[Text segment]
** START **

The function δ provides a Cartesian step in the direction d, for example δ(1, 2) returns CartesianIndex(1, 0) and δ(2, 3) returns CartesianIndex(0, 1, 0).
This is used in the derivative function ∂ to implement the divergence equation as described above.
inside(σ) provides the CartesianIndices of σ excluding the ghost elements, ie. a range of Cartesian indices starting at (2, 2) and ending at (9, 9) when size(σ) == (10, 10).

Note that the divergence operation is independent for each I, and this is great because it means we can parallelize it!
This is where KA comes into place.
To be able to generate the divergence operator using KA, we need to write the divergence kernel which is just the divergence operator written in KA style.

We define the divergence kernel _divergence! and a wrapper divergence! as follows

using KernelAbstractions: get_backend, @index, @kernel

@kernel function _divergence!(σ, u, @Const(I0))
    I = @index(Global, Cartesian)
    I += I0
    σ_sum = zero(eltype(σ))
    for d ∈ 1:ndims(σ)
        σ_sum += ∂(d, I, u)
    end
    σ[I] = σ_sum
end
function divergence!(σ, u)
    R = inside(σ)
    _divergence!(get_backend(σ), 64)(σ, u, R[1]-oneunit(R[1]), ndrange=size(R))
end

Note that in the _divergence! kernel we operate again using Cartesian indices by calling @index(Global, Cartesian) from the KA @index macro.
The range of Cartesian indices is given by the ndrange argument in the wrapper function where we pass the inside(σ) Cartesian indices range, and the backend is inferred with the get_backend method.
Also note that we pass an additional (constant) argument I0 which provides the offset index to apply to the indices given by @index naturally starting on (1,1,...).
Using a workgroup size of 64 (size of the group of threads acting in parallel, see terminology), KA will parallelize over I by multi-threading in CPU or GPU.
In this regard, we just need to change the array type of σ and u from Array (CPU backend) to CuArray (NVIDIA GPU backend) or ROCArray (AMD GPU backend), and KA will specialise the kernel for the desired backend

using CUDA: CuArray

N = (10, 10)
σ = zeros(N) |> CuArray
u = rand(N..., length(N)) |> CuArray

divergence!(σ, u)

Automatic loop and kernel generation

As a stencil-based CFD solver, WaterLily heavily uses for loops to iterate over the n-dimensional arrays.

** END **

[Written request 1]
Rewrite the location identification entries from the line containing "Mark the innermost point of each instance of the red foot" down to the line containing "(1001, 409)", both included, keeping every request line and adding 148 to each number in the answer coordinates.

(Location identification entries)

** START **

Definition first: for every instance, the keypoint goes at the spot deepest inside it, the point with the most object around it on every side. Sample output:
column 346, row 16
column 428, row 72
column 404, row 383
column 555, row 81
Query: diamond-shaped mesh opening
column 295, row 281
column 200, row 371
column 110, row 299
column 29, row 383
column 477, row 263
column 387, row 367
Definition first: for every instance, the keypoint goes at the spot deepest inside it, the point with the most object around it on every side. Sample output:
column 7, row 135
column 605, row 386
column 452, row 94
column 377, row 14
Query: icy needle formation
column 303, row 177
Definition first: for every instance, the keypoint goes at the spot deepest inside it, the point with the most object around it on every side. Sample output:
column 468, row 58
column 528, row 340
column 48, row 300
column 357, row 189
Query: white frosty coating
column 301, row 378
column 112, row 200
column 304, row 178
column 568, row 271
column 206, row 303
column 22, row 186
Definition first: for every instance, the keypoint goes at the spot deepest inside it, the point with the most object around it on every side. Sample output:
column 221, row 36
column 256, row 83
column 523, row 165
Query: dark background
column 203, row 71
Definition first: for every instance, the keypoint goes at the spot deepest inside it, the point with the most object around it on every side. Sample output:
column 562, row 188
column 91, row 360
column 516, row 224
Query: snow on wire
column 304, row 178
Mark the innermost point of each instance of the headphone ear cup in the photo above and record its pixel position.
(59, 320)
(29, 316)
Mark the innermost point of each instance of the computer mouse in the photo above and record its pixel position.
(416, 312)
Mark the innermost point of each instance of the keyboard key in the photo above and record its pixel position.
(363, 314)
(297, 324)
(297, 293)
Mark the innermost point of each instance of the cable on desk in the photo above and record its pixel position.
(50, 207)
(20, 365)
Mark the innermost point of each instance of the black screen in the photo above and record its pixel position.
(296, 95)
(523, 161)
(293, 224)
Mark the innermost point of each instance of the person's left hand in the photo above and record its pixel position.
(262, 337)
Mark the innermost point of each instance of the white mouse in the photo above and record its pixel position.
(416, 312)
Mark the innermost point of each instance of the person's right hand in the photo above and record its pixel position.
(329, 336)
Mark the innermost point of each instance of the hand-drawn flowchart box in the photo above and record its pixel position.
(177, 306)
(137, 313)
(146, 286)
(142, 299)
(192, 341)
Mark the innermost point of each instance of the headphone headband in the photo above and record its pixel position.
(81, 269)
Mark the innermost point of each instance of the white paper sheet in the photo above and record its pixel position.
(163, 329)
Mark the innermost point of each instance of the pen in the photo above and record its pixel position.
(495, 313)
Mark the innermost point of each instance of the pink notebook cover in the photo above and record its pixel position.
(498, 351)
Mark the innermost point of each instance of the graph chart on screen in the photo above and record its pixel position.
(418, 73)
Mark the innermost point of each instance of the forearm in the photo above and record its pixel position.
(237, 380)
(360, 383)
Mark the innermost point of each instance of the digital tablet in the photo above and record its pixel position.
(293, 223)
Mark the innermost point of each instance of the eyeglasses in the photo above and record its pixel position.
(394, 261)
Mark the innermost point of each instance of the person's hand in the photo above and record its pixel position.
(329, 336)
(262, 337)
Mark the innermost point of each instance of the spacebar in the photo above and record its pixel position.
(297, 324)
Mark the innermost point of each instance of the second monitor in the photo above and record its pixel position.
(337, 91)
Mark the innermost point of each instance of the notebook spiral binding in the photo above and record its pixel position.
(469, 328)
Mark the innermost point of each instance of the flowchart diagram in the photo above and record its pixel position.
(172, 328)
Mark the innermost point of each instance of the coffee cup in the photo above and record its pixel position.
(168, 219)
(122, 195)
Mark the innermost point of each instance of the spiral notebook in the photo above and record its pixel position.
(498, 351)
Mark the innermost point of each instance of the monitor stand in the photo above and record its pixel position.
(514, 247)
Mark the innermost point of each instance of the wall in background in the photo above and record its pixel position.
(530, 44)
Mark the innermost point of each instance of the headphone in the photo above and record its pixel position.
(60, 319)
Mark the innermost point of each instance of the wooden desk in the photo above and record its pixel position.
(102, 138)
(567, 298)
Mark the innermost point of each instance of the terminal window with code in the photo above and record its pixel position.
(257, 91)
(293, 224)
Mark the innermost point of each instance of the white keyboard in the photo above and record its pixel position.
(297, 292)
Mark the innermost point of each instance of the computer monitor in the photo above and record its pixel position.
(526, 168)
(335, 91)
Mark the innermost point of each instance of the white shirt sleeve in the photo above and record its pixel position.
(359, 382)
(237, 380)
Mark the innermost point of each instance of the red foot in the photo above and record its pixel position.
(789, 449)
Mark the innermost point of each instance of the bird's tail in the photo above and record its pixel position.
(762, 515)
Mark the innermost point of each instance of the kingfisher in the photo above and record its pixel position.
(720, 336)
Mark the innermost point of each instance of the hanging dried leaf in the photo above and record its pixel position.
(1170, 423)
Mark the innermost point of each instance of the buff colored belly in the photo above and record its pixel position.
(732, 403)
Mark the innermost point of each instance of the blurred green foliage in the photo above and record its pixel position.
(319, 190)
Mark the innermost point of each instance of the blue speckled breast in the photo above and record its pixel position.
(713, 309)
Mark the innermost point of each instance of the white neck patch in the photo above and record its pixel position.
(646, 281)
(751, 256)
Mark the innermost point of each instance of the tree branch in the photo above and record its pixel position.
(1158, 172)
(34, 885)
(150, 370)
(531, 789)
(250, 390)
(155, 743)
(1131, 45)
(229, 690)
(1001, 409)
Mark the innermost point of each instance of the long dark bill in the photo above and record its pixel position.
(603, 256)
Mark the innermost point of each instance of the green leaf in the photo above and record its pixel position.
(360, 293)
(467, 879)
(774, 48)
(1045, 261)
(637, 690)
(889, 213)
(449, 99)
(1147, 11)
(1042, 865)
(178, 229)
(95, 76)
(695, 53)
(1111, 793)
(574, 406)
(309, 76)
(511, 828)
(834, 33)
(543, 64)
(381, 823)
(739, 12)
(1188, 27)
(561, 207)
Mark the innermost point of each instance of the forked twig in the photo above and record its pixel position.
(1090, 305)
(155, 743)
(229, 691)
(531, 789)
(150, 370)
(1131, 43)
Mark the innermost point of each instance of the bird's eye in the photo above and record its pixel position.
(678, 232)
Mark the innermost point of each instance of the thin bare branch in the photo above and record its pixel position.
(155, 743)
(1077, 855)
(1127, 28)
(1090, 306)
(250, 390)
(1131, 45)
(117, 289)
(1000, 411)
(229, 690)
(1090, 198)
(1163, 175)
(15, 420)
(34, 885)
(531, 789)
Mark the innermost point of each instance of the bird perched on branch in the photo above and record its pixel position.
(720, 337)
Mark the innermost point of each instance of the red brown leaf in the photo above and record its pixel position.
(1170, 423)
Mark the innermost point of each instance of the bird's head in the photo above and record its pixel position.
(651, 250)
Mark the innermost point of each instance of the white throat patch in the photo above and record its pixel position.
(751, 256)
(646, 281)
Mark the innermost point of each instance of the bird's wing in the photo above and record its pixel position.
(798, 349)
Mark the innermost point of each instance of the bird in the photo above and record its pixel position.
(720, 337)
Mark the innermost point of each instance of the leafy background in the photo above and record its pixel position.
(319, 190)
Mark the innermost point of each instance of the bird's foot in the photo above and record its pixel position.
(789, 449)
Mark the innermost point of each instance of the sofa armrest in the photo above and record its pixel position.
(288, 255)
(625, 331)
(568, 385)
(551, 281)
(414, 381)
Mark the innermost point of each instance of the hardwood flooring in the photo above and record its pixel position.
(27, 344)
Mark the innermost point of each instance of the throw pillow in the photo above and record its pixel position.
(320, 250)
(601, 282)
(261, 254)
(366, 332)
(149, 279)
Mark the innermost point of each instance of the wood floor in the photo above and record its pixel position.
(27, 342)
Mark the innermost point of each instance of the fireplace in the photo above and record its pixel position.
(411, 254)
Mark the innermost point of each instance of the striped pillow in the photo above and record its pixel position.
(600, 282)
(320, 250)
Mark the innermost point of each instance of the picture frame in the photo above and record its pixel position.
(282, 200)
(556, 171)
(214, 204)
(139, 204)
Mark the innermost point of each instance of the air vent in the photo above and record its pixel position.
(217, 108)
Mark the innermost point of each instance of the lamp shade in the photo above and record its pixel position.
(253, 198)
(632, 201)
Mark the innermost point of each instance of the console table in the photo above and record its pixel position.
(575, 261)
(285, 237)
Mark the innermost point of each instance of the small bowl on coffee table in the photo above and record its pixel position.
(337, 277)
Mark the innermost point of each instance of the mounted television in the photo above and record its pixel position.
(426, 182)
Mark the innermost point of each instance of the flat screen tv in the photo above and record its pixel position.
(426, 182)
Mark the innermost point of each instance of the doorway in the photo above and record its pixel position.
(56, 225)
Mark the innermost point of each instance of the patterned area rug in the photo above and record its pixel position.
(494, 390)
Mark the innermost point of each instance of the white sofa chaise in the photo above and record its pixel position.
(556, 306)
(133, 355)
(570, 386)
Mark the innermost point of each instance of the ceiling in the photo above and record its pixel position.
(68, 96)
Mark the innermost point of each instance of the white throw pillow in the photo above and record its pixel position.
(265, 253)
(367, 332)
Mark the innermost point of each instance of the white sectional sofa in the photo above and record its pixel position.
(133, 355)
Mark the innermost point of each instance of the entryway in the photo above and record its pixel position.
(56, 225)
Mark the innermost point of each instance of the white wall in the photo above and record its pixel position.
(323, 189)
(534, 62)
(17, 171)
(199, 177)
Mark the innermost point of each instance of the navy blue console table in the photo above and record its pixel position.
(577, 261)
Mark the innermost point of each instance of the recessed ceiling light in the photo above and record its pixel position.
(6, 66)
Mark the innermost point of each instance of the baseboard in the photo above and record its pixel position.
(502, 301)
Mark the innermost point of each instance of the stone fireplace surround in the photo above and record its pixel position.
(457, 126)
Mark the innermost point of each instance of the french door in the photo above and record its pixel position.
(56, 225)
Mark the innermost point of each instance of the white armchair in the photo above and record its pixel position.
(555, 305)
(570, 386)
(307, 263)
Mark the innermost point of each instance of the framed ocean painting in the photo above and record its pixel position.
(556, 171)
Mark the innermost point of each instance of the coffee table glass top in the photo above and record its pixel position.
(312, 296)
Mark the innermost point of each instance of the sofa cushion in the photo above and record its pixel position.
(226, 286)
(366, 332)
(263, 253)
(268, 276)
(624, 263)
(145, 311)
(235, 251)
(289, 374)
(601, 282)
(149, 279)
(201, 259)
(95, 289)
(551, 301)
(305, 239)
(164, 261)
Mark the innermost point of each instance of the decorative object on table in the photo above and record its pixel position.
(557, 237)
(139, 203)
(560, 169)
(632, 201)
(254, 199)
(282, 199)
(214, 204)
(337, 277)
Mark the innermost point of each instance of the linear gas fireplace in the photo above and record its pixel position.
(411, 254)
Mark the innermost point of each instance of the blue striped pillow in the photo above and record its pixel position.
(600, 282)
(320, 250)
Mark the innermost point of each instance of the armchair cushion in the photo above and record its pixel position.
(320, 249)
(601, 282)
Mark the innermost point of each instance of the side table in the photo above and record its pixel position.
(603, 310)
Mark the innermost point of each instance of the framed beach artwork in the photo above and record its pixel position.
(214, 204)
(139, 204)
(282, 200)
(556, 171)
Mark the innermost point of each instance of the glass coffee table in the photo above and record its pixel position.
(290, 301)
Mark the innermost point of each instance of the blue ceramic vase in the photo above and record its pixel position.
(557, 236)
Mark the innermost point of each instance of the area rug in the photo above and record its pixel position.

** END **

[Written request 2]
Based on the text about the divergence kernel, decide whether each statement is true. For each one, answer yes or no and quote the words of the text that decide it.
(a) δ(1, 2) returns CartesianIndex(1, 0).
(b) The wrapper launches the kernel with a workgroup size of 128.
(c) inside(σ) includes the ghost elements of σ.

[Full response 1]
Mark the innermost point of each instance of the red foot in the photo above and record its pixel position.
(937, 597)
Mark the innermost point of each instance of the bird's tail in the photo above and record its pixel position.
(910, 663)
Mark the innermost point of each instance of the kingfisher in the photo above and record its pixel position.
(868, 484)
Mark the innermost point of each instance of the hanging dried leaf in the photo above and record its pixel position.
(1318, 571)
Mark the innermost point of each instance of the buff colored belly in the photo above and record its pixel position.
(880, 551)
Mark the innermost point of each instance of the blurred green foliage in the photo above and record its pixel position.
(467, 338)
Mark the innermost point of each instance of the blue speckled breast in the photo above and record its pixel position.
(861, 457)
Mark the innermost point of each instance of the white neck patch in the photo above and record its pixel position.
(794, 429)
(899, 404)
Mark the innermost point of each instance of the tree branch in the photo above and record its pixel position.
(1306, 320)
(182, 1033)
(298, 518)
(679, 937)
(398, 538)
(303, 891)
(1279, 193)
(377, 838)
(1149, 557)

[Full response 2]
(a) Yes: "δ(1, 2) returns CartesianIndex(1, 0)"
(b) No: "Using a workgroup size of 64"
(c) No: "provides the CartesianIndices of σ excluding the ghost elements"